> _Problem to solve_
Look through the records and copy each line with the string "title" in it.

(Dataset entries)
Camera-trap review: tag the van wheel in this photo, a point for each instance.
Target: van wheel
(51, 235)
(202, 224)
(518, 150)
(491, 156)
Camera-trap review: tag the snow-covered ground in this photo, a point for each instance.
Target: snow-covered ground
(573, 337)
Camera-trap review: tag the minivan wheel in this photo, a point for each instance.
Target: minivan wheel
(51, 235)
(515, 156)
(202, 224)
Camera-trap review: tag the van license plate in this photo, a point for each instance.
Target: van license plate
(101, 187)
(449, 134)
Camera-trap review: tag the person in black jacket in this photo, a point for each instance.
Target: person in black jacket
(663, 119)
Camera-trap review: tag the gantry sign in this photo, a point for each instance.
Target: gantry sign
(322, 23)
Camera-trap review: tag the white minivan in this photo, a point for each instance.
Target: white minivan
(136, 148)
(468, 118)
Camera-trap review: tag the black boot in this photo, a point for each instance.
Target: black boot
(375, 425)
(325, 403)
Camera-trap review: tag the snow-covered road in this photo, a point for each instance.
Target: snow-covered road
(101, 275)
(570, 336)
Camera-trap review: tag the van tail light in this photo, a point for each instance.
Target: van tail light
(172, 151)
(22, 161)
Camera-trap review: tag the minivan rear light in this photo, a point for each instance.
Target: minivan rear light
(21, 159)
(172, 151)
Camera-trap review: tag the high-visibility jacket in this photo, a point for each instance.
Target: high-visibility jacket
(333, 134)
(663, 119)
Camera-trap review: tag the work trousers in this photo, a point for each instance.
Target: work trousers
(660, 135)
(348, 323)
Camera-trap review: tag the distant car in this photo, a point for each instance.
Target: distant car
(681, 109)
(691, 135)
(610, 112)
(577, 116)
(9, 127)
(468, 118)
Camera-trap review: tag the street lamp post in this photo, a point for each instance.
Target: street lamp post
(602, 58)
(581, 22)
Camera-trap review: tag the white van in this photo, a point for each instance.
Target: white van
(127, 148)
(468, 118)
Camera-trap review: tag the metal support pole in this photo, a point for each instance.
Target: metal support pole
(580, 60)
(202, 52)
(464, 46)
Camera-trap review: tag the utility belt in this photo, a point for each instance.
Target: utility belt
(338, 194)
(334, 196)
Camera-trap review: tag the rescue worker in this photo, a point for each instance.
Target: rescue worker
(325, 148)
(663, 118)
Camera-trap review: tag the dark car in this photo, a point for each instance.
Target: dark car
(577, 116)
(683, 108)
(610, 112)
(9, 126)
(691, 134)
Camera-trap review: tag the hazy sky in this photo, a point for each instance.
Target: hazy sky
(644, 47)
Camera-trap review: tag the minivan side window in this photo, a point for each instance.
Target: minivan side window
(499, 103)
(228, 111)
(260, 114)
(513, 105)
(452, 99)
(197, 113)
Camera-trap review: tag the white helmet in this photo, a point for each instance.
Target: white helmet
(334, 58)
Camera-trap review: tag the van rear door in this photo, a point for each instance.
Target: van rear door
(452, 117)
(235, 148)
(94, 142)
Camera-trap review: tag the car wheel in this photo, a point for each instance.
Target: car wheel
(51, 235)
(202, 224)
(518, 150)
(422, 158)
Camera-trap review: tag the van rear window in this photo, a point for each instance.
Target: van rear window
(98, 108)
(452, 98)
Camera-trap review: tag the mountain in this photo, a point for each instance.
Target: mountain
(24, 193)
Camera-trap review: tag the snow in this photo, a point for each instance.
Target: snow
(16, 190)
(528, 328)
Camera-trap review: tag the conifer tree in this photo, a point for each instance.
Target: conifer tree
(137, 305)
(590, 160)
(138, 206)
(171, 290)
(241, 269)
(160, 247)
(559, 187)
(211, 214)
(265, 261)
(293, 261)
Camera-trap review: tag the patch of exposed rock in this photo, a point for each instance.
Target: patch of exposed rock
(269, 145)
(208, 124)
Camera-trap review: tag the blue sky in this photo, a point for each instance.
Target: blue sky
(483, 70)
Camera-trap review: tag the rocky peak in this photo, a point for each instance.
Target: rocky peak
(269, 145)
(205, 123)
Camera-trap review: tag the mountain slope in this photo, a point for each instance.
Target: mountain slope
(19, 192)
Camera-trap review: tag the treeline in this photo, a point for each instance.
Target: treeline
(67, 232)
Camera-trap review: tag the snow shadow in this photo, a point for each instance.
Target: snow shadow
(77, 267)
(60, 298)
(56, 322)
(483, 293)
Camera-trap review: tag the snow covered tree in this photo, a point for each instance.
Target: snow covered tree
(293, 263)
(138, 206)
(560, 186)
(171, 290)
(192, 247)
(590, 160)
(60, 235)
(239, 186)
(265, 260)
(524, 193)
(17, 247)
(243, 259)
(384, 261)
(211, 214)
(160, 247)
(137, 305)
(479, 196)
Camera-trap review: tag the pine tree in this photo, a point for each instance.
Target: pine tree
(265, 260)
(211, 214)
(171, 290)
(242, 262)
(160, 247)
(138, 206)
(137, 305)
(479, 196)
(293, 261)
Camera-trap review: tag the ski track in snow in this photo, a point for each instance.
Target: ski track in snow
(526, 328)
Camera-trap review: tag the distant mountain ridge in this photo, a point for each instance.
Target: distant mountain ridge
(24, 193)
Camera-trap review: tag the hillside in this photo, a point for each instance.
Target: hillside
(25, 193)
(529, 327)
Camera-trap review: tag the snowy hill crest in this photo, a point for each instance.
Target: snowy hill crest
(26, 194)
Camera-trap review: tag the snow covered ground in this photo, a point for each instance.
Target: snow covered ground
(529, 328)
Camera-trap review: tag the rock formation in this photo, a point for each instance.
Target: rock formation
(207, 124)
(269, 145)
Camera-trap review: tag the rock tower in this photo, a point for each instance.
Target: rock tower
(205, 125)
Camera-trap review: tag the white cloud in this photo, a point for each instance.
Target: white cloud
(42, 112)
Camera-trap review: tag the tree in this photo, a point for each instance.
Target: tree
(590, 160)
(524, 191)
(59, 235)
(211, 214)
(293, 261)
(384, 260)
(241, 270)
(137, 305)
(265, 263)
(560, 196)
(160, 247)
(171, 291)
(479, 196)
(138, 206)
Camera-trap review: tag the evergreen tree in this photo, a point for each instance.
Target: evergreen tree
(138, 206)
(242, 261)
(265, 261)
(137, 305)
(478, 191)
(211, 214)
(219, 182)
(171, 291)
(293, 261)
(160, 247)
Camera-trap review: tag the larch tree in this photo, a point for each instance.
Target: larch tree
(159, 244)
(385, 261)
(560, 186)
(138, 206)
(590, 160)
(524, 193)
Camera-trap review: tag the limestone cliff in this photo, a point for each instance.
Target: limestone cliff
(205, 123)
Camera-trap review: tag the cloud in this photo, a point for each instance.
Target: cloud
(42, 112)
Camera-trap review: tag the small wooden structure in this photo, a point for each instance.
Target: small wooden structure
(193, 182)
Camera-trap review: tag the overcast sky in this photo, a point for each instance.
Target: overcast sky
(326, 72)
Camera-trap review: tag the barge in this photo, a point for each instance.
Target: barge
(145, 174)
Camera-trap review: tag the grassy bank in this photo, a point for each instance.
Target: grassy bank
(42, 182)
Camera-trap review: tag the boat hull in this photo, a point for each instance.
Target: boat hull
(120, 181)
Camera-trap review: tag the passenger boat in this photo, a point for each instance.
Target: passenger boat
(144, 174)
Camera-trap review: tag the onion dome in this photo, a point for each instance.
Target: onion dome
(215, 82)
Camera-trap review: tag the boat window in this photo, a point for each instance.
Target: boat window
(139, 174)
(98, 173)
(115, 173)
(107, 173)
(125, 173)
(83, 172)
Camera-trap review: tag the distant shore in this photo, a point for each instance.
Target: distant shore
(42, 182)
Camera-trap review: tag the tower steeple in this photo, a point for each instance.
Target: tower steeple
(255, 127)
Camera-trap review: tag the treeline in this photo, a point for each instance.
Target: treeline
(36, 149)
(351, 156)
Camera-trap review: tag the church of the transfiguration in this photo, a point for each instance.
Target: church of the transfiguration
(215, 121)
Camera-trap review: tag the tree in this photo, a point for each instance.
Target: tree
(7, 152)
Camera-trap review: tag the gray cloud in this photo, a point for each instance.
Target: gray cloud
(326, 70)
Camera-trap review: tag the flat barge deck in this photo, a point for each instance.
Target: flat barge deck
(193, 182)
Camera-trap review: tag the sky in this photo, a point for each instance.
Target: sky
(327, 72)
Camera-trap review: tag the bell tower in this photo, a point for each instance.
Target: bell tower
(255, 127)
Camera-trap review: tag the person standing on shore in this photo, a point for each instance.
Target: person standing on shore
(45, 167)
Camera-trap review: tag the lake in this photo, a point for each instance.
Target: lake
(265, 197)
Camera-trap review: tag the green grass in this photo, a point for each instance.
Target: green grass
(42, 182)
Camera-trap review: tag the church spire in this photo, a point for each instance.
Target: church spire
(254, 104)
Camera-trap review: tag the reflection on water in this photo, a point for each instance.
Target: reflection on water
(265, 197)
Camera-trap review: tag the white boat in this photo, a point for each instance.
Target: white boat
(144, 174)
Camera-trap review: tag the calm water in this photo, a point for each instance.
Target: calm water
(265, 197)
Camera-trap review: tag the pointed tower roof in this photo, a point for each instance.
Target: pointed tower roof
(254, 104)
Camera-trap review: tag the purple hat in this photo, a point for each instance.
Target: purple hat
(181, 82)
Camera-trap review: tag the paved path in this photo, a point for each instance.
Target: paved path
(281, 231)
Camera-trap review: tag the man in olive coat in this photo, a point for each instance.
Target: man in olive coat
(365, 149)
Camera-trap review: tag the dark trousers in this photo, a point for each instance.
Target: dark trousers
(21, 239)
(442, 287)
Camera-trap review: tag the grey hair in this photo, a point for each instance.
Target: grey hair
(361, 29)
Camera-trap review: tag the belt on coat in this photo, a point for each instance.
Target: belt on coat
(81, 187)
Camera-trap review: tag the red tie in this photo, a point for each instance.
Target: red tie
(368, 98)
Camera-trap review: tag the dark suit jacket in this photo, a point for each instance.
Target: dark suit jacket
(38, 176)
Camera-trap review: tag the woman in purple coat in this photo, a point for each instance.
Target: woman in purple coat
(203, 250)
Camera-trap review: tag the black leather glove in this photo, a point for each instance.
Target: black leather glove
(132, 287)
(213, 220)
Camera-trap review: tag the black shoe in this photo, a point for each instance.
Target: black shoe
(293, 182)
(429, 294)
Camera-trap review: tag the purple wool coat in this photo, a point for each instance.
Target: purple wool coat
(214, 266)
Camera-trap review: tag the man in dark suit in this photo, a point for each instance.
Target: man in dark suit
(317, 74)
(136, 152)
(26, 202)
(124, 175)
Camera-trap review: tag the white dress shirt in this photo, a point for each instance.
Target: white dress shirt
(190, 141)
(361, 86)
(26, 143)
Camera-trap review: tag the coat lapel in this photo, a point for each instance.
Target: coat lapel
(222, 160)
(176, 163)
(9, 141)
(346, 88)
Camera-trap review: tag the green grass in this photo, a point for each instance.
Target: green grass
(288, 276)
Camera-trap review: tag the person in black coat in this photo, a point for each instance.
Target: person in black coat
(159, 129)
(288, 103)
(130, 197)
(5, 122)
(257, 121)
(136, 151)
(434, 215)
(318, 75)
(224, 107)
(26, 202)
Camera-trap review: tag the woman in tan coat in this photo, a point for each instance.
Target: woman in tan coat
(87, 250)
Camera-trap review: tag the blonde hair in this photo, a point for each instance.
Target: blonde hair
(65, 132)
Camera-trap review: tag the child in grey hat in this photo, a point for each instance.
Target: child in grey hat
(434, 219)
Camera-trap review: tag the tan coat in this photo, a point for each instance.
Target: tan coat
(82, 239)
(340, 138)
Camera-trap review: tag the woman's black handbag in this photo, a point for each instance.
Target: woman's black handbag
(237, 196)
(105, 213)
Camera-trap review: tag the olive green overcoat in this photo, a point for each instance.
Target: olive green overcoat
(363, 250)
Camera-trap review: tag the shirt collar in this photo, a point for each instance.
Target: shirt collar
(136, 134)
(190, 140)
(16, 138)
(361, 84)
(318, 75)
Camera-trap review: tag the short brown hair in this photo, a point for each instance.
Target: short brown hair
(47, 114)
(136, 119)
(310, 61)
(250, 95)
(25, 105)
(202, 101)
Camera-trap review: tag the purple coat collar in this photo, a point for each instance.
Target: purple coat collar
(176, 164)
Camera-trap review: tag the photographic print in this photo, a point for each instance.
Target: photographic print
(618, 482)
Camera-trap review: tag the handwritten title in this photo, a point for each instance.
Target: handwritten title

> _Finished exercise_
Camera-trap review: tag the handwritten title in this photo, a point for each instance.
Target: handwritten title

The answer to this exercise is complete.